Einträge zur Kennzeichnung von Objektpositionen:
"""
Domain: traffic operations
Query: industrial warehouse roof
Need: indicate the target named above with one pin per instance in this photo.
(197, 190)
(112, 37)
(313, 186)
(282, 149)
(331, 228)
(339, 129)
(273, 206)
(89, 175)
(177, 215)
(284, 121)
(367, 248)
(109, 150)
"""
:: KURZE ÜBUNG ::
Geben Sie sämtliche Zeilen der obigen Datensätze einschließlich der Anweisungszeilen erneut wieder. Addieren Sie dabei zu jeder Zahl in den Koordinaten der Antworten 44.

:: SCHRIFTLICHE ANTWORT ::
Domain: traffic operations
Query: industrial warehouse roof
Need: indicate the target named above with one pin per instance in this photo.
(241, 234)
(156, 81)
(357, 230)
(326, 193)
(375, 272)
(383, 173)
(317, 250)
(133, 219)
(221, 259)
(328, 165)
(411, 292)
(153, 194)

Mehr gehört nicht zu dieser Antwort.